• _SELECTED PASSAGE_
+ + + +

AP Thailand advises strategy pivot
New behaviours require adaptation
Density, health and technology are three key factors for future residential development in the post-pandemic era that property developers should be concerned with, according to SET-listed developer AP Thailand.
Vittakarn Chandavimol, AP's chief corporate strategy and creation, said many behaviours will likely disappear after the pandemic has passed. Some will remain and become normal.
"For many people, home is now more than just a home," he said. "It's an office for parents, a school for children, a restaurant or a gym for family. The home space is for all family members."
He said these new uses are challenging for a condo unit as space is limited given the number of activities to do.
To solve this problem, common areas should be designed to promote such activity.
As social distancing has become key during the global pandemic, developers may provide more private spaces in common areas or co-working rooms, such as private cocoon seating from which people can work while keeping distance from others.
Mr Vittakarn said urbanisation will remain a trend despite a decrease in population growth.
Density will be a factor developers should think about in residential developments.
"Developers should think about helping homebuyers get units at affordable prices," he said. "They should also consider how to provide green areas in a residential unit or project and how to design common areas to be more efficient."

+ + + +

• _ENTRIES PROVIDED_
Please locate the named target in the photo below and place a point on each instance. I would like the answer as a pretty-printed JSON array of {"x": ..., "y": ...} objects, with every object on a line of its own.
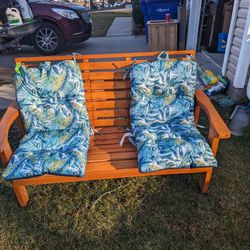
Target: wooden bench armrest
[
  {"x": 218, "y": 129},
  {"x": 11, "y": 114}
]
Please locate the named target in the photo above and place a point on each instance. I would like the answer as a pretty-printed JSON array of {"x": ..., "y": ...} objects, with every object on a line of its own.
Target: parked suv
[{"x": 62, "y": 23}]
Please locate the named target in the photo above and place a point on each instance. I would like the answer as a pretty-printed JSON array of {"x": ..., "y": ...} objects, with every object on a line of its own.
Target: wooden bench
[{"x": 108, "y": 102}]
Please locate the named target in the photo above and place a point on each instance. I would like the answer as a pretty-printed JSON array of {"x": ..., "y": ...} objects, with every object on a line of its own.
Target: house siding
[{"x": 237, "y": 38}]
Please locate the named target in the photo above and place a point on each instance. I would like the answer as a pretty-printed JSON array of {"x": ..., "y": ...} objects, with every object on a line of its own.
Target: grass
[
  {"x": 136, "y": 213},
  {"x": 103, "y": 20}
]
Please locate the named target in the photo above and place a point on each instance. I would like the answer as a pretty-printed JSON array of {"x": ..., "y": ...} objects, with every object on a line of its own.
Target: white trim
[
  {"x": 244, "y": 57},
  {"x": 193, "y": 24},
  {"x": 230, "y": 36}
]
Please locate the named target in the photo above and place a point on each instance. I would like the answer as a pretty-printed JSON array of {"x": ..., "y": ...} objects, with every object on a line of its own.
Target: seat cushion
[
  {"x": 51, "y": 97},
  {"x": 52, "y": 152},
  {"x": 162, "y": 116},
  {"x": 175, "y": 145},
  {"x": 52, "y": 103}
]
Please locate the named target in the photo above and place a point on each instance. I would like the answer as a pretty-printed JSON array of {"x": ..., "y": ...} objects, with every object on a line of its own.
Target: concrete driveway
[{"x": 92, "y": 46}]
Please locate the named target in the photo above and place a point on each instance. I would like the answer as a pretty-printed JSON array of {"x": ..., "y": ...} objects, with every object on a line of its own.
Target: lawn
[
  {"x": 136, "y": 213},
  {"x": 103, "y": 20}
]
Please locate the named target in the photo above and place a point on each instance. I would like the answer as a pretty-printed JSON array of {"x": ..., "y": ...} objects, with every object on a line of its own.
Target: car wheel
[{"x": 48, "y": 39}]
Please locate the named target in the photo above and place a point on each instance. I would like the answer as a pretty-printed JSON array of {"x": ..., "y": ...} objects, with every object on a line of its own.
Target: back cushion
[
  {"x": 162, "y": 91},
  {"x": 51, "y": 97}
]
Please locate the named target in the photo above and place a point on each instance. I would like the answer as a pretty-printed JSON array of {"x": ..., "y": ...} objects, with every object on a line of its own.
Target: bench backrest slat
[{"x": 107, "y": 94}]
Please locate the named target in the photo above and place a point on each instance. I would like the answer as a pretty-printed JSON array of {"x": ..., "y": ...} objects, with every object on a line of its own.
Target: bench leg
[
  {"x": 205, "y": 180},
  {"x": 21, "y": 195}
]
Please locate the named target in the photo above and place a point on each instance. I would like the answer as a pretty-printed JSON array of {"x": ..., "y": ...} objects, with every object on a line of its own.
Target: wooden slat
[
  {"x": 108, "y": 136},
  {"x": 109, "y": 113},
  {"x": 102, "y": 56},
  {"x": 111, "y": 122},
  {"x": 107, "y": 85},
  {"x": 113, "y": 104},
  {"x": 117, "y": 94},
  {"x": 107, "y": 170},
  {"x": 114, "y": 156},
  {"x": 105, "y": 149},
  {"x": 88, "y": 76},
  {"x": 108, "y": 65},
  {"x": 110, "y": 141}
]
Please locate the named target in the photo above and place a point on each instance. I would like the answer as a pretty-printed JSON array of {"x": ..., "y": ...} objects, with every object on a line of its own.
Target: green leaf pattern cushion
[
  {"x": 52, "y": 102},
  {"x": 162, "y": 116}
]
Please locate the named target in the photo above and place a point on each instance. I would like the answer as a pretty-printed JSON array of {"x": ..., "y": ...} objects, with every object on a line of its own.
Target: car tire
[{"x": 48, "y": 39}]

+ + + +

• _WHAT IS BEING ASKED_
Write the next part of the AP Thailand article, picking up after its final quotation. The listing is unrelated to the AP Thailand article.

• _OUTPUT OF THE EXERCISE_
Mr Vittakarn said three other areas developers should consider are how to promote good health, clean air quality and social distancing.
"During the pandemic, people have adopted a lot of technology to facilitate their daily lives," he said.
"To be more competent and gain advantage, developers should adopt more technology in project design, construction, marketing, communication with consumers and community management."
He said data is important for developers in creating more advantages as it can help gain customer insights and develop products.
"Resilience will help developers survive in a crisis and prepare for a recovery. They should be flexible with finance, marketing and sales," Mr Vittakarn said.
Kobsak Pootrakool, executive vice-president of Bangkok Bank, said developers this year should prepare liquidity for the long term and wait for an abrupt change when vaccines are distributed, which will boost the economy.
"Businesses should cut down on organisation, hire talent, have digital development and seek tools to be ready for competition when the economy resumes," he said. "Tourists from Europe, the US, Japan and Singapore may come back sooner than expected."